Há dias em que sinto que nunca serei capaz de saber tudo o que faria de mim um bom Pediatra - especialmente aqueles dias em que estudo e leio artigos científicos, e me sinto burro e pequenino. Felizmente são poucos (devia estudar mais vezes, eu sei...). Mas os dias que valem mesmo a pena são aqueles em que me sinto capaz de tudo, feito para isto, e esses apagam os dias menos bons e enfiam-nos num saco. Esses dias não vêm quando estudo ou leio, mas quando estou no terreno, a "meter a mão na massa", a ver doentes, a pensar, a diagnosticar e agir*.
Naquele banco vi dezenas de "dores de barriga", e dezenas de dores de barriga enviei de volta para casa, com diagnósticos como "gastroenterite aguda", "obstipação", ou o brilhante diagnóstico "simples-dores-de-barriga-não-sabemos-porquê-mas-não-parece-nada-de-grave". Já ao entrar da noite, ao cruzar-me com a minha colega Paula no corredor comentei: "Hoje já vi dezenas de dores de barriga, tenho a certeza que algum volta amanhã com uma apendicite aguda. O problema é que não sei qual deles...". Ela sorriu, e seguiu o seu caminho. Sentei-me então no meu gabinete e chamei o Pedro.

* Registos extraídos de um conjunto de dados
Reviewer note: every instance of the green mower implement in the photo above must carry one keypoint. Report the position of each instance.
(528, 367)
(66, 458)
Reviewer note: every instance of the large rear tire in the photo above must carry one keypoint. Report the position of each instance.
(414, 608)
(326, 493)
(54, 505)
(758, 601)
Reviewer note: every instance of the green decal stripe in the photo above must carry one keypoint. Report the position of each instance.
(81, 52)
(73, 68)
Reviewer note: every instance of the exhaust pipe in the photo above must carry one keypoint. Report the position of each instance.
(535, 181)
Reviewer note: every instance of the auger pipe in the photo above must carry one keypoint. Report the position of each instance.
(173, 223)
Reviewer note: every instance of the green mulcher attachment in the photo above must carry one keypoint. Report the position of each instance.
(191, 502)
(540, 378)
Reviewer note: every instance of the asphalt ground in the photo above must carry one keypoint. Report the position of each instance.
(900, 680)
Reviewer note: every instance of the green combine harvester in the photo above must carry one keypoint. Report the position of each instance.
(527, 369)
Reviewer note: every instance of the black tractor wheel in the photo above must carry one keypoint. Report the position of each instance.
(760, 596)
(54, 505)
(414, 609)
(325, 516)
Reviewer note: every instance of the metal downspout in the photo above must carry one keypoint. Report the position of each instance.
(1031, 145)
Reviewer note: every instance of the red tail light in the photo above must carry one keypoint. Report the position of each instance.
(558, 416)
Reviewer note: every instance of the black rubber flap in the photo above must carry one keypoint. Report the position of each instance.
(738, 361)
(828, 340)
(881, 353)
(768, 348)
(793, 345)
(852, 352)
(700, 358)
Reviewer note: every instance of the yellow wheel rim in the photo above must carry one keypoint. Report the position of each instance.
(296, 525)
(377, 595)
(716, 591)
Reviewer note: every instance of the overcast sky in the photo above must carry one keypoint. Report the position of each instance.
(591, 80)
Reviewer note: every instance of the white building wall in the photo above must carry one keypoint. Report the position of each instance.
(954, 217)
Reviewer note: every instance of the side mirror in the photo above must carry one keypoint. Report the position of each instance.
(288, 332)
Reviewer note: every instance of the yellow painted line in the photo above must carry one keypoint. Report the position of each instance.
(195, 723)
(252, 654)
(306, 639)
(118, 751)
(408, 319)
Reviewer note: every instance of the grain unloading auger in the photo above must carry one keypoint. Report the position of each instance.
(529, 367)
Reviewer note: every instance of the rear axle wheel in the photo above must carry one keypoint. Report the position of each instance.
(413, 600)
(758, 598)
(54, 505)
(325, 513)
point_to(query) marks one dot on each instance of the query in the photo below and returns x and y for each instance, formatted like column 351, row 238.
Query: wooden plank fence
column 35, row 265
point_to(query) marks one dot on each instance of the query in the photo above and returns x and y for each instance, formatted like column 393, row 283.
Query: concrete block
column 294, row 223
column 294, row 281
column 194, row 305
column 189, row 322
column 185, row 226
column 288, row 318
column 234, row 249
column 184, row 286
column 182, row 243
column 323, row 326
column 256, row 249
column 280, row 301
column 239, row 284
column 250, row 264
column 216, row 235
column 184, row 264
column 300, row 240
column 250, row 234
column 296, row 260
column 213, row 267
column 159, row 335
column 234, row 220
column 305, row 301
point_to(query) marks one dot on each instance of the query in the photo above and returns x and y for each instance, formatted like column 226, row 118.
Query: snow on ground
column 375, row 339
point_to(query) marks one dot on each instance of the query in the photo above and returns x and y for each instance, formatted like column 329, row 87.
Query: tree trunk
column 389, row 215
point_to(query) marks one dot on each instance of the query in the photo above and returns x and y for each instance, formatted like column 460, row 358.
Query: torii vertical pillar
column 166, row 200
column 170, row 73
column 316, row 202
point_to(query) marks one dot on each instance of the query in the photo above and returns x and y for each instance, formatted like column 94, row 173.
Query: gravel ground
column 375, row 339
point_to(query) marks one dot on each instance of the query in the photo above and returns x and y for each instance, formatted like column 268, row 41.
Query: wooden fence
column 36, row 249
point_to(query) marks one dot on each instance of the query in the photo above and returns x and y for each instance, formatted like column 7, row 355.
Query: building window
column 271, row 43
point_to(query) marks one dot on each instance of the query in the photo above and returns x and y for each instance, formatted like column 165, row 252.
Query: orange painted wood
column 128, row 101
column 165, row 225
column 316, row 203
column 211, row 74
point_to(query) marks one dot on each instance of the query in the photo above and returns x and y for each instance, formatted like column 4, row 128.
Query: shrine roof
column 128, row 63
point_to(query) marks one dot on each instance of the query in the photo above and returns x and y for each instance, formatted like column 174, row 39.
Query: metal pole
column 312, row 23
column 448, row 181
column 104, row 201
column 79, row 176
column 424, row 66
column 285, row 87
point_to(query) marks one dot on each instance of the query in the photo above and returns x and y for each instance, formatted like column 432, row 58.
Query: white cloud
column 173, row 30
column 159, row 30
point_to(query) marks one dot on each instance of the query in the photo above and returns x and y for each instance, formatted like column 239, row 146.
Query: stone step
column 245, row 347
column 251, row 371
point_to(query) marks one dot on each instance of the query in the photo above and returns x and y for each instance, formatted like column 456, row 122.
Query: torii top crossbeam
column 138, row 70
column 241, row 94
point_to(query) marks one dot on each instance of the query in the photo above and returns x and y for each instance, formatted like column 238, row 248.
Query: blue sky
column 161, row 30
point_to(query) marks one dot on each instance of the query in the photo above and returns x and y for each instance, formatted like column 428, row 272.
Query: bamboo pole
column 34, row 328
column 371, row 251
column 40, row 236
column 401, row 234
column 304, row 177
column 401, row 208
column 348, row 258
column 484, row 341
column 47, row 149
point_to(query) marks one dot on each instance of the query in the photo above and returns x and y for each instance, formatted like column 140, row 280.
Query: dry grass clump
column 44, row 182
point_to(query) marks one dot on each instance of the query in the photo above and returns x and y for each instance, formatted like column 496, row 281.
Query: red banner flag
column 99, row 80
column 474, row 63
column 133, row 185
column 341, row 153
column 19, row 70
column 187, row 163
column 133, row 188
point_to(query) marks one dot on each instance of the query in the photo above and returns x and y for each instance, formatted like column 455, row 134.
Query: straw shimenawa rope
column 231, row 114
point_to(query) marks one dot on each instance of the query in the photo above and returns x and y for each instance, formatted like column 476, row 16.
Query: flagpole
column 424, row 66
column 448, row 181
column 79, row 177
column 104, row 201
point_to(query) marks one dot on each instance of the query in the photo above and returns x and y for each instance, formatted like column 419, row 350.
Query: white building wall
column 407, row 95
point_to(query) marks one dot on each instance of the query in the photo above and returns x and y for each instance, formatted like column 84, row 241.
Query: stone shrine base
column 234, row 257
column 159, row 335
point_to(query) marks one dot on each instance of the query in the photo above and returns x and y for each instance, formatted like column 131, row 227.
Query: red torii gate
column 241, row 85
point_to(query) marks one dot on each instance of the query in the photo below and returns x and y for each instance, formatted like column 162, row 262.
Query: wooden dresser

* Trabalho pedido
(A) No relato sobre as dores de barriga, que diagnósticos são indicados para as dores de barriga mandadas de volta para casa?
(B) Prossiga o relato sobre as dores de barriga a partir do ponto em que termina.

* Respostas ao exercício
(A) Gastroenterite aguda, obstipação e "simples-dores-de-barriga-não-sabemos-porquê-mas-não-parece-nada-de-grave".

(B)
O Pedro tinha 9 anos, e a ficha de triagem informava-me que tinha - surpresa! - dor de barriga. Ao ve-lo entrar no gabinete pensei: "Este miúdo tem uma apendicite.". Tinha qualquer coisa que não me deixou tranquilo (o tal "mau ar", termo subjectivo que detestava até me ver confrontado com a inevitabilidade da sua utilização, à falta de descrição mais assertiva), mas a história contada era inocente, e a observação do doente não era característica de apendicite. Os sinais clássicos não estavam lá, e tinha muito pouca coisa dos menos clássicos. Um conflito estabeleceu-se dentro de mim, entre o meu feeling pessimista e o meu lado racional - que não tinha nada a que se agarrar para deixar seguir o feeling. E enquanto a minha boca apressada explicava que ia pedir análises laboratoriais, uma voz soava-me na cabeça "Tu não és de pedir exames desnecessários, o que é que estás a fazer!?". O Pedro saiu, descontente com a ideia de ser "furado", e eu continuei a trabalhar.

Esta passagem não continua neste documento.